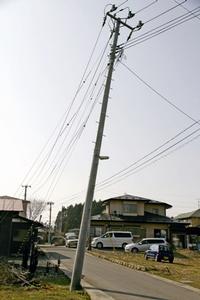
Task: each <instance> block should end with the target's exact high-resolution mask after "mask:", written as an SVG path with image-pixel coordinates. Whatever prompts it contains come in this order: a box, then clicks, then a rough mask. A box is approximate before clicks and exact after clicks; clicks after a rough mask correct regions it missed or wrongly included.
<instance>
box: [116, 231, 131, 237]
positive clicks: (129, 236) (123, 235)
mask: <svg viewBox="0 0 200 300" xmlns="http://www.w3.org/2000/svg"><path fill="white" fill-rule="evenodd" d="M114 236H115V237H131V233H129V232H114Z"/></svg>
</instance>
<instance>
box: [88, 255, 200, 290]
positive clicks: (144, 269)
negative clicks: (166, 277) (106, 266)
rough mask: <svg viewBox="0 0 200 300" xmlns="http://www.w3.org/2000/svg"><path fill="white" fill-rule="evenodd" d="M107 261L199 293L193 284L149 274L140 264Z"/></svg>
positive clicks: (103, 258) (188, 289) (182, 287)
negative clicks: (177, 280) (136, 265)
mask: <svg viewBox="0 0 200 300" xmlns="http://www.w3.org/2000/svg"><path fill="white" fill-rule="evenodd" d="M87 254H88V255H93V254H92V253H87ZM94 256H97V257H98V258H100V259H104V260H107V259H106V258H104V257H102V256H100V255H94ZM107 261H110V262H112V263H114V264H119V265H121V266H123V267H126V268H128V269H132V270H134V271H135V272H143V273H144V274H146V275H147V276H149V277H154V278H156V279H158V280H161V281H165V282H168V283H171V284H174V285H176V286H179V287H182V288H185V289H188V290H191V291H193V292H195V293H198V294H200V289H198V288H195V287H193V286H190V285H187V284H184V283H181V282H178V281H174V280H171V279H168V278H164V277H161V276H158V275H154V274H151V273H148V272H147V271H146V270H145V267H142V266H134V267H133V266H132V265H131V264H127V263H121V262H118V261H117V260H116V259H111V260H110V259H108V260H107Z"/></svg>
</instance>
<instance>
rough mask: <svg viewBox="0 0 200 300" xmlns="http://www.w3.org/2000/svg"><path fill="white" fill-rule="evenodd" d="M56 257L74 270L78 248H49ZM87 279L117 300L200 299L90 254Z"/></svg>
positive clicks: (168, 283)
mask: <svg viewBox="0 0 200 300" xmlns="http://www.w3.org/2000/svg"><path fill="white" fill-rule="evenodd" d="M46 250H47V251H48V252H49V254H50V255H51V257H52V258H55V259H56V258H58V256H59V255H60V258H61V262H62V264H63V265H64V266H65V268H67V270H69V272H71V271H72V268H73V260H74V256H75V251H76V250H75V249H69V248H66V247H53V248H48V249H46ZM83 276H84V280H85V281H86V282H87V283H89V284H90V285H92V286H94V287H96V288H98V289H100V290H101V291H103V292H105V293H106V294H108V295H109V296H111V297H113V299H115V300H122V299H123V300H136V299H140V300H141V299H143V300H145V299H147V300H148V299H149V300H150V299H154V300H180V299H181V300H200V291H199V292H196V291H195V289H194V290H193V289H192V288H191V289H189V288H186V287H185V286H184V285H181V284H174V283H171V282H170V281H167V280H162V279H159V278H157V277H154V276H151V275H149V274H147V273H144V272H141V271H135V270H132V269H129V268H126V267H123V266H121V265H117V264H114V263H111V262H108V261H106V260H103V259H100V258H97V257H95V256H92V255H89V254H87V255H86V256H85V261H84V268H83Z"/></svg>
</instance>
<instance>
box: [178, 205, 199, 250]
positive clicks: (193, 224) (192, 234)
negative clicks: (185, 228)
mask: <svg viewBox="0 0 200 300" xmlns="http://www.w3.org/2000/svg"><path fill="white" fill-rule="evenodd" d="M175 220H177V221H181V222H184V223H186V224H187V225H186V236H187V247H188V248H192V249H196V248H197V249H198V250H200V208H199V209H197V210H194V211H191V212H187V213H183V214H180V215H178V216H176V217H175Z"/></svg>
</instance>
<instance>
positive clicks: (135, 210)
mask: <svg viewBox="0 0 200 300" xmlns="http://www.w3.org/2000/svg"><path fill="white" fill-rule="evenodd" d="M124 213H125V214H137V204H136V203H124Z"/></svg>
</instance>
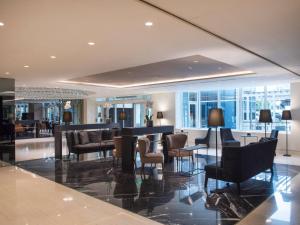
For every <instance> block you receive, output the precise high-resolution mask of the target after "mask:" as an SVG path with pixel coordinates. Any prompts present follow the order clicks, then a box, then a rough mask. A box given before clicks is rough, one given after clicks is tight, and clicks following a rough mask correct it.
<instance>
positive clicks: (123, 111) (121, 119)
mask: <svg viewBox="0 0 300 225" xmlns="http://www.w3.org/2000/svg"><path fill="white" fill-rule="evenodd" d="M119 119H120V120H122V128H124V126H125V124H124V123H125V120H126V119H127V116H126V112H124V111H121V112H120V115H119Z"/></svg>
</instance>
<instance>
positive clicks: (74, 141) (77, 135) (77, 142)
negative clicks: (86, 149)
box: [72, 131, 80, 145]
mask: <svg viewBox="0 0 300 225" xmlns="http://www.w3.org/2000/svg"><path fill="white" fill-rule="evenodd" d="M72 133H73V141H74V143H73V144H74V145H79V144H80V142H79V137H78V132H76V131H74V132H72Z"/></svg>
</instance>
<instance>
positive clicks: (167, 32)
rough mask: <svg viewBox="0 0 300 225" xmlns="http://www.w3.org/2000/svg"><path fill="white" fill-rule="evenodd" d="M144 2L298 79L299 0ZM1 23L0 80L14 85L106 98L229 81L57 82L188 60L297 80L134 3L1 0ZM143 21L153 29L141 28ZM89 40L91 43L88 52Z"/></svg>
mask: <svg viewBox="0 0 300 225" xmlns="http://www.w3.org/2000/svg"><path fill="white" fill-rule="evenodd" d="M149 2H152V3H154V4H156V5H158V6H159V7H161V8H163V9H165V10H167V11H170V12H172V13H174V14H176V15H178V16H181V17H184V18H185V19H187V20H189V21H191V22H193V23H196V24H198V25H199V26H201V27H204V28H206V29H208V30H210V31H212V32H214V33H216V34H218V35H220V36H223V37H225V38H227V39H229V40H231V41H234V42H236V43H238V44H240V45H242V46H244V47H246V48H248V49H250V50H252V51H254V52H257V53H258V54H261V55H263V56H265V57H267V58H270V59H271V60H274V61H276V62H277V63H279V64H282V65H283V66H286V67H288V68H289V69H291V70H294V71H295V72H298V73H300V50H299V44H300V43H299V42H300V27H299V26H300V24H299V19H300V15H299V13H298V12H299V11H300V2H299V1H296V0H293V1H292V0H286V1H273V0H266V1H258V0H253V1H238V0H235V1H234V0H227V1H217V0H209V1H208V0H206V1H200V0H187V1H182V0H172V1H171V0H151V1H150V0H149ZM0 21H1V22H4V23H5V26H3V27H0V59H1V60H0V74H1V75H0V76H1V77H13V78H16V81H17V82H16V84H17V86H38V87H66V88H78V89H85V90H92V91H94V92H96V93H97V96H112V95H127V94H131V93H143V94H144V93H152V92H159V91H166V90H176V89H178V88H179V87H185V88H189V87H195V85H201V84H202V85H204V86H205V87H207V86H208V85H209V86H212V85H214V84H215V83H218V84H219V83H220V82H223V80H228V79H220V80H219V81H218V82H212V81H207V82H204V81H202V82H192V83H191V82H187V83H186V84H180V85H179V84H178V85H174V84H173V85H167V86H166V85H158V86H156V87H149V88H145V87H143V88H131V89H125V90H116V89H113V88H103V87H94V86H78V85H66V84H61V83H58V82H59V81H61V80H67V79H72V78H76V77H81V76H87V75H91V74H99V73H103V72H107V71H113V70H118V69H123V68H128V67H134V66H139V65H144V64H149V63H155V62H160V61H164V60H170V59H176V58H181V57H186V56H191V55H203V56H205V57H209V58H212V59H215V60H218V61H221V62H224V63H227V64H230V65H233V66H235V67H238V68H243V69H245V70H251V71H254V72H256V76H255V78H256V79H255V80H254V79H253V77H249V76H245V77H244V79H239V80H238V82H244V83H245V84H247V83H249V82H254V83H253V84H255V83H259V82H269V81H270V80H272V81H275V80H276V81H280V82H281V81H282V80H290V79H295V78H297V77H296V76H294V75H292V74H291V73H289V72H287V71H286V70H284V69H282V68H279V67H277V66H275V65H273V64H271V63H269V62H267V61H265V60H263V59H261V58H259V57H257V56H254V55H252V54H249V53H248V52H245V51H243V50H241V49H239V48H237V47H235V46H232V45H231V44H228V43H226V42H224V41H222V40H220V39H218V38H216V37H213V36H211V35H209V34H207V33H206V32H203V31H201V30H199V29H197V28H195V27H193V26H191V25H189V24H187V23H184V22H182V21H180V20H178V19H176V18H174V17H172V16H170V15H168V14H166V13H163V12H161V11H159V10H157V9H155V8H152V7H149V6H148V5H146V4H144V3H141V2H140V1H136V0H122V1H120V0H101V1H100V0H86V1H79V0H77V1H74V0H52V1H46V0H26V1H20V0H1V1H0ZM146 21H152V22H153V23H154V26H152V27H145V26H144V23H145V22H146ZM89 41H93V42H95V43H96V45H95V46H89V45H88V44H87V42H89ZM51 55H55V56H56V57H57V58H56V59H50V56H51ZM24 65H29V66H30V67H29V68H24V67H23V66H24ZM5 72H10V74H9V75H7V74H5ZM226 82H227V83H228V82H232V79H229V81H224V83H226ZM235 82H237V81H236V79H235Z"/></svg>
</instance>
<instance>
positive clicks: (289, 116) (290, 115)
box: [281, 110, 292, 156]
mask: <svg viewBox="0 0 300 225" xmlns="http://www.w3.org/2000/svg"><path fill="white" fill-rule="evenodd" d="M281 119H282V120H285V130H286V137H285V147H286V148H285V154H284V155H283V156H291V155H290V154H289V150H288V126H287V121H288V120H292V114H291V111H290V110H283V111H282V116H281Z"/></svg>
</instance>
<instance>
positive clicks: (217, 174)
mask: <svg viewBox="0 0 300 225" xmlns="http://www.w3.org/2000/svg"><path fill="white" fill-rule="evenodd" d="M217 189H218V127H216V190H217Z"/></svg>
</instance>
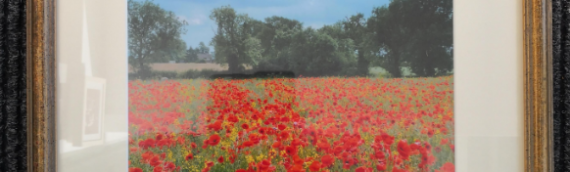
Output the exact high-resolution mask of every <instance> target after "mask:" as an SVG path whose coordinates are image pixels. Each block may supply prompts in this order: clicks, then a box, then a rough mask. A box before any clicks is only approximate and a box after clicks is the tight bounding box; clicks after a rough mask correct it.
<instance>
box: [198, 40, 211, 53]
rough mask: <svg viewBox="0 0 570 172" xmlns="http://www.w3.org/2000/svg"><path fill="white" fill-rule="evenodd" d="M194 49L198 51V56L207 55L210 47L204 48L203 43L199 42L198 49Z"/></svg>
mask: <svg viewBox="0 0 570 172" xmlns="http://www.w3.org/2000/svg"><path fill="white" fill-rule="evenodd" d="M196 49H199V50H198V52H199V53H200V54H209V53H210V47H208V46H206V44H204V42H200V44H199V45H198V48H196Z"/></svg>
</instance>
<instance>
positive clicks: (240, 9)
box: [138, 0, 390, 50]
mask: <svg viewBox="0 0 570 172" xmlns="http://www.w3.org/2000/svg"><path fill="white" fill-rule="evenodd" d="M138 1H144V0H138ZM389 2H390V0H154V3H157V4H159V5H160V7H162V8H164V9H166V10H168V11H173V12H174V13H175V14H176V15H178V17H179V18H180V19H181V20H186V21H187V22H188V25H187V26H186V29H187V30H188V31H187V33H186V34H185V35H183V36H182V38H183V40H184V41H186V44H187V45H188V46H192V47H196V46H197V45H198V44H199V43H200V42H204V43H206V45H208V44H209V43H210V41H211V39H212V37H213V36H214V34H215V33H214V32H215V30H216V26H215V24H214V22H213V21H212V20H211V19H210V18H209V16H210V13H211V11H212V9H214V8H218V7H221V6H223V5H230V6H231V7H233V8H234V9H235V10H236V11H237V13H245V14H248V15H249V16H250V17H252V18H254V19H257V20H261V21H263V20H264V19H265V18H267V17H271V16H274V15H277V16H283V17H286V18H290V19H296V20H298V21H300V22H302V23H303V26H304V27H309V26H311V27H313V28H320V27H322V26H323V25H328V24H333V23H335V22H337V21H340V20H342V19H345V18H346V17H348V16H351V15H353V14H356V13H363V14H364V15H365V16H366V17H368V16H370V14H371V12H372V9H373V7H377V6H382V5H385V4H388V3H389ZM212 50H213V49H212Z"/></svg>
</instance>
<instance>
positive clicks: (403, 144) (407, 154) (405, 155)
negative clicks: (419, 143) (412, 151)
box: [397, 140, 411, 160]
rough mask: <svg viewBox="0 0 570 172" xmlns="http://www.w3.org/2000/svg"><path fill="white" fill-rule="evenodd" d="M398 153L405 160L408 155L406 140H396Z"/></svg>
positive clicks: (407, 157)
mask: <svg viewBox="0 0 570 172" xmlns="http://www.w3.org/2000/svg"><path fill="white" fill-rule="evenodd" d="M397 148H398V153H399V154H400V156H401V157H402V159H404V160H407V159H408V158H409V157H410V151H411V150H410V146H409V145H408V142H407V141H406V140H400V141H399V142H398V147H397Z"/></svg>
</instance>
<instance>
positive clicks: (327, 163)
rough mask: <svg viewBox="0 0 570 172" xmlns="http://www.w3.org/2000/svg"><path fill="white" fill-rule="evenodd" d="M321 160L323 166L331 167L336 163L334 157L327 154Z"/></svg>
mask: <svg viewBox="0 0 570 172" xmlns="http://www.w3.org/2000/svg"><path fill="white" fill-rule="evenodd" d="M321 162H322V163H323V167H329V166H331V165H332V164H333V163H334V157H332V156H330V155H325V156H323V157H322V158H321Z"/></svg>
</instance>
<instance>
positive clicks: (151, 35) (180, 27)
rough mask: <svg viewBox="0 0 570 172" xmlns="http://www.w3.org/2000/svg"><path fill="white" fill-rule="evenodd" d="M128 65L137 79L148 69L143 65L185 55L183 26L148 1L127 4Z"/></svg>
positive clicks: (170, 14) (173, 16) (183, 30)
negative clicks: (183, 36)
mask: <svg viewBox="0 0 570 172" xmlns="http://www.w3.org/2000/svg"><path fill="white" fill-rule="evenodd" d="M128 13H129V15H128V25H129V62H130V63H131V66H133V67H134V68H135V69H136V70H137V73H138V74H139V76H140V77H143V76H146V75H147V74H148V72H150V69H149V68H148V67H147V66H146V65H147V63H149V62H153V61H167V60H175V59H179V58H180V57H183V56H184V55H185V52H184V50H185V47H186V45H185V43H184V41H182V39H181V38H180V36H181V34H184V33H185V32H186V30H184V28H183V26H184V25H186V22H184V21H180V20H178V18H177V17H176V15H174V13H173V12H169V11H166V10H164V9H162V8H161V7H159V6H158V5H157V4H154V3H152V2H151V1H144V2H136V1H133V0H129V1H128Z"/></svg>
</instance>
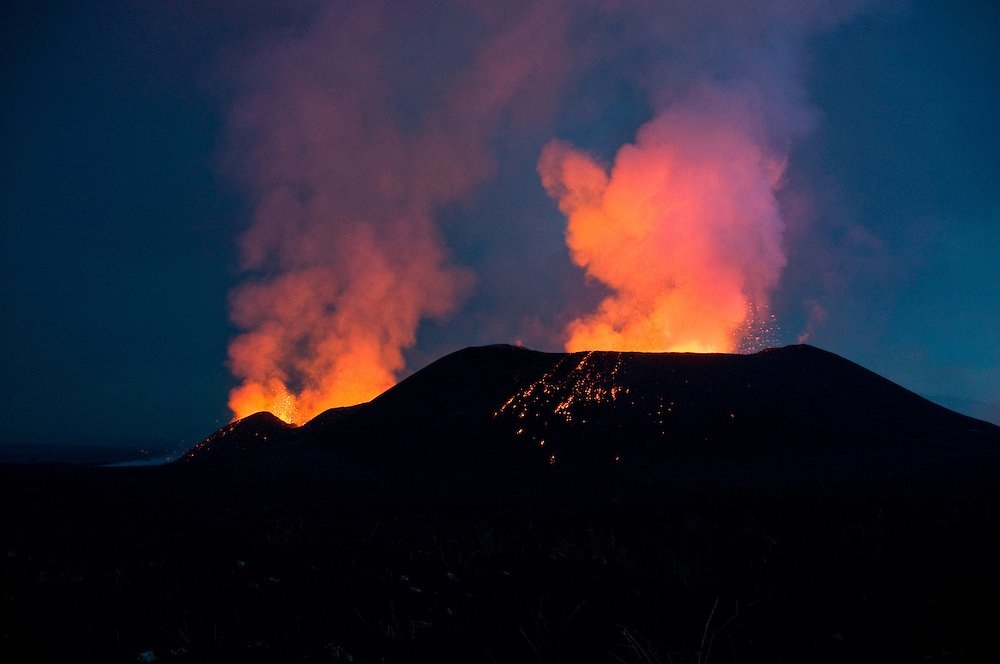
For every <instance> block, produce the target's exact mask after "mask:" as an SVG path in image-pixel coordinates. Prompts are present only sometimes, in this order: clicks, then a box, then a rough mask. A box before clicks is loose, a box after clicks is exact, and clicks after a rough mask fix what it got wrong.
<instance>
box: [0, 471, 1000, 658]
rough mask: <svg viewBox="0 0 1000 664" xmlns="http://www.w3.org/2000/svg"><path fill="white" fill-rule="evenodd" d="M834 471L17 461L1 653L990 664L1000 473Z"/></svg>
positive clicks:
════════════════
[What the task asks] In the listing above, each line with the word "resolution" is to be copied out.

[Written answer]
Task: each <instance> block should end with the target's exact high-resolution mask after "mask:", written as an SVG path with image-pixel coordinates. Whatever prompts it contains come in this order: a box, then clicks, then a rough mask. A box is approximate before clicks and exact after clicks; clicks after a rough mask correct regions it missed or wrongly included.
For every <instance> block you receive, output the precise high-resolution mask of the target after "mask:" as an SVG path with pixel coordinates. Any prompts present follow the order clicks, then a box, then a rough mask. A box given before clicks is rough, one given after clicks is tight, and clicks following a rough mask correct it.
Output the exact high-resolution mask of every <instance> target after "mask:" as an SVG path whose coordinates are image pixels. Each block may supply prompts in this order: clicks, then a box, then a rough mask. A box before any clicks is only approximate and a box after clicks is the tight bounding box; clicks after a rough mask correct it.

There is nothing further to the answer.